SELECTION:
★ ★ ★ ★ ★
Ever since the beginning of the conflict in Syria, particularly when President Bashar al-Assad responded violently to the peaceful demonstrations in early 2011, President Obama has tried mightily to avoid getting involved militarily in it. This position emanated from his deep political and moral convictions in the imperative of ending the two costly wars he had inherited in Iraq and Afghanistan, and to never again get bogged down in another conflict in the Arab and Muslim worlds.
Even after he had demanded that Assad step down in August 2011, and after warning Assad in August 2012 that he will cross a ‘red line’ if he used chemical weapons, President Obama continued to resist the recommendations of some of his senior advisors to arm the moderate opposition groups to better defend themselves and the civilian population and to shore them up against the rising influence of Jihadi factions.
When U.S. intelligence agencies confirmed last spring that Assad’s regime used chemical weapons on a limited scale, the president was forced to announce the adoption of a ‘punitive’ measure. How this came about was telling in itself; at five o’clock in the evening, Benjamin Rhodes, the deputy national security adviser for strategic communication, arranged a conference call with journalists to inform them that the administration has decided to provide light arms to some in the Syrian opposition. So far, the leaders of the Syrian opposition that receives humanitarian and technical aid from the U.S. complain that they have not received “one bullet” from the U.S.
The problem that the Obama administration faces right now is that missile salvos are not a substitute for a coherent regional strategy to deal not only with the Syrian nightmare but also with the other countries of the so-called ‘Arab Spring.’Hisham Melhem
This posture was not that surprising, after all this is President Obama, a most reluctant warrior. But this equation was shattered when the Syrian regime mercilessly bombed a number of neighborhoods at the outskirts of Damascus with Chemical Weapons killing hundreds of civilians including a large number of Children. And now, President Obama finds himself inexorably marching towards a limited strike against the Assad regime.
Obama, the reluctant warrior, could morph at any moment now into Obama the weekend warrior, who will issue orders to fire cruise missiles from American destroyers and submarines prowling the waters of the Eastern Mediterranean along with the forces of other friendly countries in a limited military operation for two to three days, designed to punish Assad for using chemical weapons and to deter him in the future, but definitely not to topple him.
Not interested in regime change
The president and his aides stressed on more than one occasion that they are not interested in regime change in Damascus, or in getting involved in a protracted conflict like Iraq a decade ago. The White House went out of its way to create distance between the punitive measure as response to the use of chemical weapons and the bloody struggle on the ground to determine Syria’s future. And even when the president waves the military stick, he stresses his commitment to a ‘political process,’ and the need to convene at the Geneva-2 conference to achieve a political settlement.
★ ★ ★ ★ ★
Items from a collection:
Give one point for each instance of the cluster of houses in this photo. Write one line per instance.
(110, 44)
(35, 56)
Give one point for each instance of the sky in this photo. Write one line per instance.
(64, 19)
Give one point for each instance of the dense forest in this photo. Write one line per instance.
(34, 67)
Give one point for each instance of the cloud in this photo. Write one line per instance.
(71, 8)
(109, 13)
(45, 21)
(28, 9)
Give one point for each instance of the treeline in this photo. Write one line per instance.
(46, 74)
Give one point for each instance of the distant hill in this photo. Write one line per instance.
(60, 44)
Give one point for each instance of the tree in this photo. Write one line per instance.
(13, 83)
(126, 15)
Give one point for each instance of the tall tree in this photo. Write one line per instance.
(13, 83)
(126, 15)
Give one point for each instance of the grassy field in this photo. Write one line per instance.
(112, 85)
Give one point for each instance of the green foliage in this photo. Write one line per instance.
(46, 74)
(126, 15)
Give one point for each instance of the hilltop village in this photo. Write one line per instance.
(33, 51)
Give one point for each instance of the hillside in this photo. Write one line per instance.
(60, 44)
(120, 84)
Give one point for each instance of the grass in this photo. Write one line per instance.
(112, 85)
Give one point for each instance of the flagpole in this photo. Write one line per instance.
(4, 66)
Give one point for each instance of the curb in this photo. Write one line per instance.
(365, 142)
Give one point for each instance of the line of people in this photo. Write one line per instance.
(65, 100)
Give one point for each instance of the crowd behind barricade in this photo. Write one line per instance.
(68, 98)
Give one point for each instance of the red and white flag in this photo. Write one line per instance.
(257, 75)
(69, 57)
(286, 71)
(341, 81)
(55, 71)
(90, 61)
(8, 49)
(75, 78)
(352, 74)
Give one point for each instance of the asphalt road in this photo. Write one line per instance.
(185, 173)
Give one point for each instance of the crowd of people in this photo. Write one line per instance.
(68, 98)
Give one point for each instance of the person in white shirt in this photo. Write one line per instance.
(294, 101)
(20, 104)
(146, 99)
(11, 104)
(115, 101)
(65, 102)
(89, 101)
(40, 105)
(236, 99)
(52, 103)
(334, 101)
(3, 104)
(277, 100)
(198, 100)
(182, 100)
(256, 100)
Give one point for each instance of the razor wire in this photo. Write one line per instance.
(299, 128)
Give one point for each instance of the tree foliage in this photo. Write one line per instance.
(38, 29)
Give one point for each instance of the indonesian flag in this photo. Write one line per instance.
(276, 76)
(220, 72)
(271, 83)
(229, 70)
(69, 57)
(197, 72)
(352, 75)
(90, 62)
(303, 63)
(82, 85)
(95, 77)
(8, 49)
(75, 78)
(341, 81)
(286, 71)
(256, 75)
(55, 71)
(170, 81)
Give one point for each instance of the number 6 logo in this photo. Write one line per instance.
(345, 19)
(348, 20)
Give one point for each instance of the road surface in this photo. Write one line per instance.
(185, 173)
★ ★ ★ ★ ★
GIVEN INSTRUCTION:
Resume the article on President Obama's Syria policy where it leaves off.

REPLY:
The problem that the Obama administration faces right now is that missile salvos are not a substitute for a coherent regional strategy to deal not only with the Syrian nightmare but also with the other countries of the so-called ‘Arab Spring.’ Any limited punitive and symbolic act, even if it was painful to Assad and his regime, if he manages to absorbs it will boomerang terribly against the U.S., and most importantly will have negative repercussions on its regional friends and the Syrian opposition groups that Washington claims it wants to foster. The now infamous ‘limited strike,’ which will be followed by calls for the revival of the ‘political process,’ will expose the U.S. to charges of weakness and fecklessness reflecting its diminishing influence in the region.
A limited strike, if the regime absorbs it, will encourage Iran to continue its nuclear enrichment program, and will embolden the influence of the Jihadists in Syria, who will taunt the more moderate opposition groups that the U.S., once again has turned them down. A limited and symbolic strike against Syria could end up being worse than doing nothing.
This article was first published in Lebanon-based Annahar on August 29, 2013.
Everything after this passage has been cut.